[Records]
↓

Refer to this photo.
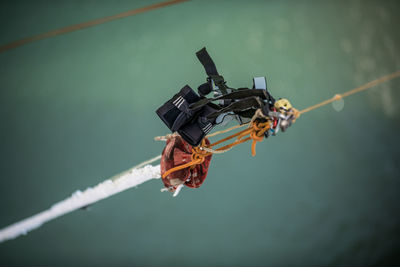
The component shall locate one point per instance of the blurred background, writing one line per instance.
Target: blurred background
(78, 108)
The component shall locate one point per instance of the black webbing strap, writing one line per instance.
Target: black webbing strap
(211, 69)
(207, 62)
(236, 95)
(239, 106)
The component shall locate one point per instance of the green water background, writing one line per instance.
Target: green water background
(78, 108)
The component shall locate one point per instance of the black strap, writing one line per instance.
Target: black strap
(236, 95)
(211, 69)
(207, 62)
(239, 106)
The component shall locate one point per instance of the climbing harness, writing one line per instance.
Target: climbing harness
(194, 115)
(190, 116)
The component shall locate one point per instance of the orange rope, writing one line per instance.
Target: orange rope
(256, 132)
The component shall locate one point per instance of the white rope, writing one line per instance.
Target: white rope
(121, 182)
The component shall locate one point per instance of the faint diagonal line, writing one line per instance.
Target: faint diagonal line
(87, 24)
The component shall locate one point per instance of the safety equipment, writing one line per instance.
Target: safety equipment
(176, 153)
(194, 115)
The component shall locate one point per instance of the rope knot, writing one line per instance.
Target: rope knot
(257, 134)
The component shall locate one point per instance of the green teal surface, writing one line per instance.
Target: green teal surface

↑

Work to complete
Give back exactly the lines running from the line containing "webbing strap, writing one line per instance." through the end of the material above, both included, and nothing beyond them.

Answer in full
The component shall locate one point per instance of the black webbing strap, writing one line per instance.
Target: black webbing strap
(211, 69)
(207, 62)
(236, 95)
(239, 106)
The component shall locate one point per instance of the green water background, writing one line per instance.
Target: green water background
(78, 108)
The component shall locate one point per instance of the black strap, writing one line per instance.
Target: black strap
(236, 95)
(211, 69)
(207, 62)
(239, 106)
The component shall locate one point per instance of the climbing harness, writing one line per instance.
Target: climbing harness
(194, 115)
(190, 116)
The component shall locate one point per instance of the orange rope, writing one line per instance.
Target: orange rope
(256, 132)
The component shall locate one point per instance of the white rope, writing one line per instance.
Target: white rope
(121, 182)
The component shall locate one point per instance of the faint diagonal line, writing one line per instance.
Target: faint diagonal line
(87, 24)
The component shall locate one point per instance of the safety equipment, writing one line per instance.
Target: safety equipment
(176, 153)
(194, 115)
The component shall locate one point per instance of the rope knot, writing one line per instance.
Target: rope knot
(257, 134)
The component shall locate one point per instance of the green teal surface, writing one line per instance.
Target: green teal surface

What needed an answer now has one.